(GIVEN RECORDS):
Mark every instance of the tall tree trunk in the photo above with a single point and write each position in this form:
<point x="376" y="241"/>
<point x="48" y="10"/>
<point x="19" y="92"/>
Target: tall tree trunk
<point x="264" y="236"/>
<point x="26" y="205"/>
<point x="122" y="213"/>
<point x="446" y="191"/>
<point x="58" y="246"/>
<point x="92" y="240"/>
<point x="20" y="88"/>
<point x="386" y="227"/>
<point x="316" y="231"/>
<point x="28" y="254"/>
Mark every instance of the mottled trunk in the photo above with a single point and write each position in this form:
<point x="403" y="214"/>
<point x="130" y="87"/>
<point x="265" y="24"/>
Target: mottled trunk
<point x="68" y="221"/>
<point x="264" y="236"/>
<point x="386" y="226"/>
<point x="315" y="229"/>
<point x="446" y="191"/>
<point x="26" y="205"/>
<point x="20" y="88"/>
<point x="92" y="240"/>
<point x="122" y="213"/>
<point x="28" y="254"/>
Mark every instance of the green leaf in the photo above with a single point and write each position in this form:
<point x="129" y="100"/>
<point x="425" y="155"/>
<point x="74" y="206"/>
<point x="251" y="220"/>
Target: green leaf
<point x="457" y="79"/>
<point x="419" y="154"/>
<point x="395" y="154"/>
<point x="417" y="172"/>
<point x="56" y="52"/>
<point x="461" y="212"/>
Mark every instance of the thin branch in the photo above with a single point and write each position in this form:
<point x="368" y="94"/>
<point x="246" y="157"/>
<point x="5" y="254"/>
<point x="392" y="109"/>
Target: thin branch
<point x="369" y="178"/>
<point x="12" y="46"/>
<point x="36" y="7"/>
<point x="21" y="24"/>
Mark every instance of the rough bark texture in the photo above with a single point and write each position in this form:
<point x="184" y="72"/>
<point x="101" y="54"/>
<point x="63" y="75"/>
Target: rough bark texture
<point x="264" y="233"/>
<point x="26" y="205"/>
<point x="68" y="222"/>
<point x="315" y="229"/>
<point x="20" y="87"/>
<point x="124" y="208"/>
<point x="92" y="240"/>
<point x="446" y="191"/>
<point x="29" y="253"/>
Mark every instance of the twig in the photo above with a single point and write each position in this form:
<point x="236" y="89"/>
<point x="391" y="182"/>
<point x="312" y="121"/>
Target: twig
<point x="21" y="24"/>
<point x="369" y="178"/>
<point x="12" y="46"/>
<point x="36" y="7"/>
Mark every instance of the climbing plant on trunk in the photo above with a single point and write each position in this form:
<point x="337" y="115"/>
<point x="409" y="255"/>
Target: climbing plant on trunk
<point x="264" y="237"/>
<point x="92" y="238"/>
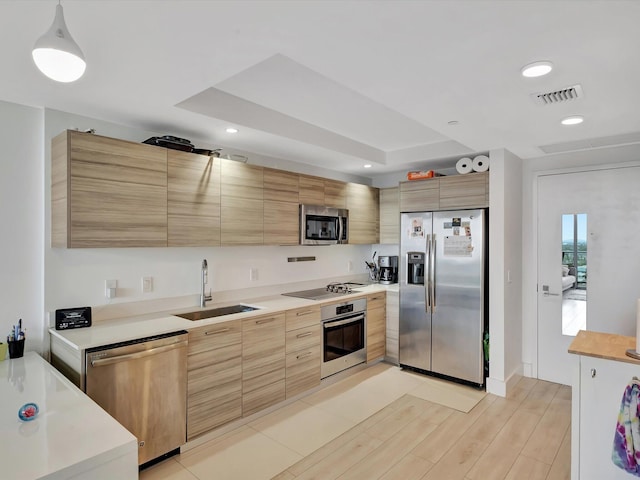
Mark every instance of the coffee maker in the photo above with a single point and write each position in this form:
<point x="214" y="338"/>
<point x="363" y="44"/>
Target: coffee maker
<point x="388" y="269"/>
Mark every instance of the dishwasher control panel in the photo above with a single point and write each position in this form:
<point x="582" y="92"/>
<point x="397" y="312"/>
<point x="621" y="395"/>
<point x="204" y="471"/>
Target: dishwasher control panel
<point x="73" y="318"/>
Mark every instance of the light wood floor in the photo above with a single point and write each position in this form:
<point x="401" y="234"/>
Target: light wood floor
<point x="525" y="437"/>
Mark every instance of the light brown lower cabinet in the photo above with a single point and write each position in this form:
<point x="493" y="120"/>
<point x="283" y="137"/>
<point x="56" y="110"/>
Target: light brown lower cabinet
<point x="214" y="377"/>
<point x="376" y="326"/>
<point x="303" y="343"/>
<point x="263" y="362"/>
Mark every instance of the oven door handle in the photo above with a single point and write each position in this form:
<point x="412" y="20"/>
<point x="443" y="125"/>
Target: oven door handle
<point x="337" y="323"/>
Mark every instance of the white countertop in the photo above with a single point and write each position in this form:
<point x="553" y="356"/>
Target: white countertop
<point x="70" y="435"/>
<point x="130" y="328"/>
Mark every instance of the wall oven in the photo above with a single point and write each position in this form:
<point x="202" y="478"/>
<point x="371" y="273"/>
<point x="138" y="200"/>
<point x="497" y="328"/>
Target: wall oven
<point x="343" y="336"/>
<point x="323" y="225"/>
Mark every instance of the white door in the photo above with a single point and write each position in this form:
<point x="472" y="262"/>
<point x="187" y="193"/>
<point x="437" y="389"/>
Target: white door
<point x="611" y="201"/>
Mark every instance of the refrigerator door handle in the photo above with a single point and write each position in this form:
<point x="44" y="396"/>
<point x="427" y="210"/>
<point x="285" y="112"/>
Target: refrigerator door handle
<point x="432" y="274"/>
<point x="427" y="277"/>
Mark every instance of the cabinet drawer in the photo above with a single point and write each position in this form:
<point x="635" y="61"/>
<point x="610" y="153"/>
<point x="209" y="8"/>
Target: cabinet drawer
<point x="303" y="370"/>
<point x="303" y="338"/>
<point x="263" y="397"/>
<point x="221" y="371"/>
<point x="376" y="300"/>
<point x="212" y="337"/>
<point x="302" y="317"/>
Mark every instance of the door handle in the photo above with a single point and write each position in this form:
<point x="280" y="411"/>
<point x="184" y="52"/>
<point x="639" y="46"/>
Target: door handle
<point x="99" y="362"/>
<point x="432" y="275"/>
<point x="426" y="271"/>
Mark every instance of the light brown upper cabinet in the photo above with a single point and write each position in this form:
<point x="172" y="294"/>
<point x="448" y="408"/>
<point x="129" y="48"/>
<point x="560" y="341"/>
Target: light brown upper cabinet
<point x="242" y="198"/>
<point x="107" y="192"/>
<point x="322" y="191"/>
<point x="420" y="195"/>
<point x="445" y="193"/>
<point x="281" y="219"/>
<point x="193" y="189"/>
<point x="335" y="193"/>
<point x="390" y="215"/>
<point x="363" y="204"/>
<point x="464" y="191"/>
<point x="311" y="190"/>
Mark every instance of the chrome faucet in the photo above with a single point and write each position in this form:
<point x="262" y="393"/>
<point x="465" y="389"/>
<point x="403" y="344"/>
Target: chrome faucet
<point x="204" y="298"/>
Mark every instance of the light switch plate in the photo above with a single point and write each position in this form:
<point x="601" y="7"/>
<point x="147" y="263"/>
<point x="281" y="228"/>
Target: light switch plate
<point x="147" y="284"/>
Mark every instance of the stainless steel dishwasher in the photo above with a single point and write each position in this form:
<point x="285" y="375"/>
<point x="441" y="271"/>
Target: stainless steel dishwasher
<point x="143" y="385"/>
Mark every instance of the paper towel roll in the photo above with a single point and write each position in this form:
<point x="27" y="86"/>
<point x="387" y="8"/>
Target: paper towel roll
<point x="464" y="165"/>
<point x="638" y="327"/>
<point x="481" y="163"/>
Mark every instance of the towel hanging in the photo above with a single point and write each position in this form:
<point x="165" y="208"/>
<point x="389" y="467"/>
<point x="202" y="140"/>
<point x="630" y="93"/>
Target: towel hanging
<point x="626" y="440"/>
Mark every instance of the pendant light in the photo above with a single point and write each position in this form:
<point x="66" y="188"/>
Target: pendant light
<point x="56" y="54"/>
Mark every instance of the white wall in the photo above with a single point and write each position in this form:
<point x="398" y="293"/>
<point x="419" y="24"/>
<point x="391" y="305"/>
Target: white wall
<point x="572" y="161"/>
<point x="21" y="216"/>
<point x="505" y="258"/>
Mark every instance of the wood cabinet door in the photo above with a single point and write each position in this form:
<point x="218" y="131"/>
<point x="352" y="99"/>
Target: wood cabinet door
<point x="364" y="218"/>
<point x="390" y="215"/>
<point x="420" y="195"/>
<point x="311" y="190"/>
<point x="214" y="377"/>
<point x="464" y="191"/>
<point x="117" y="192"/>
<point x="193" y="196"/>
<point x="263" y="362"/>
<point x="376" y="326"/>
<point x="241" y="210"/>
<point x="281" y="207"/>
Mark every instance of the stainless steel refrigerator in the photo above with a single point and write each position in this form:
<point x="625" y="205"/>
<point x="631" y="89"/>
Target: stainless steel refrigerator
<point x="442" y="293"/>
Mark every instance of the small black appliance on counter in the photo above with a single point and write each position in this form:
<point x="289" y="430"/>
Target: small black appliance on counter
<point x="388" y="269"/>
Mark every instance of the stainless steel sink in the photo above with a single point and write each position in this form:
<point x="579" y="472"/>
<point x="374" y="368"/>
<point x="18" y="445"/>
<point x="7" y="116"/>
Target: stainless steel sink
<point x="216" y="312"/>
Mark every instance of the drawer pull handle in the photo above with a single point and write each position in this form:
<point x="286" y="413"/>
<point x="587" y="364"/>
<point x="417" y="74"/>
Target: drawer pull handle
<point x="217" y="332"/>
<point x="266" y="320"/>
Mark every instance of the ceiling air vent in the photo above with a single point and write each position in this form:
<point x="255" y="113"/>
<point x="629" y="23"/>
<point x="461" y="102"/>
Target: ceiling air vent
<point x="558" y="96"/>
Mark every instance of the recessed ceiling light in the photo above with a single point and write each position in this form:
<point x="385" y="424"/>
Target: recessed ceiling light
<point x="572" y="120"/>
<point x="537" y="69"/>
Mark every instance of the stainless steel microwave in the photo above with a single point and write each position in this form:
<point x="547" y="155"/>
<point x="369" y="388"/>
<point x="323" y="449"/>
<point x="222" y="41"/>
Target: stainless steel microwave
<point x="321" y="225"/>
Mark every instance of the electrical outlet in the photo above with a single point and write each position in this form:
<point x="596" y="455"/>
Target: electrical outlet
<point x="110" y="287"/>
<point x="147" y="284"/>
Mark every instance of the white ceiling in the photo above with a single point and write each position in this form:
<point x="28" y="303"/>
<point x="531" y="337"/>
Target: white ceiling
<point x="338" y="84"/>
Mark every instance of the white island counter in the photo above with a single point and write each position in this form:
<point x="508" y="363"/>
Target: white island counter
<point x="72" y="437"/>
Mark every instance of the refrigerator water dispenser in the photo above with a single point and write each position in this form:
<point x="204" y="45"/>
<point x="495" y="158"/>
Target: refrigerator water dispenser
<point x="415" y="268"/>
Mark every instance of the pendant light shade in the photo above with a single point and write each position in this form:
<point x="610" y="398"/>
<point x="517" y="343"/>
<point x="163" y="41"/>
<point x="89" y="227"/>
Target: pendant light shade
<point x="56" y="54"/>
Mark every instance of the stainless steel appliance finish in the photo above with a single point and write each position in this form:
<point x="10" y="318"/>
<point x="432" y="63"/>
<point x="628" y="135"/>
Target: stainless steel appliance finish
<point x="333" y="290"/>
<point x="442" y="293"/>
<point x="343" y="336"/>
<point x="323" y="225"/>
<point x="388" y="269"/>
<point x="143" y="385"/>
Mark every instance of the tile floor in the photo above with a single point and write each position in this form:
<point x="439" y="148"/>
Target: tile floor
<point x="380" y="423"/>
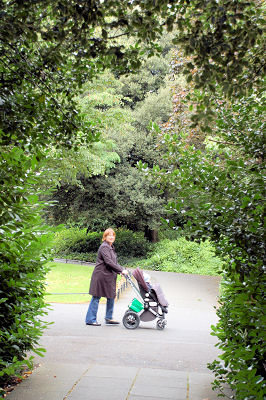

(PROMPT):
How many lines in the items above contain the string "wall"? Case counts. Reply with the number only.

(WRITTEN SOLUTION):
4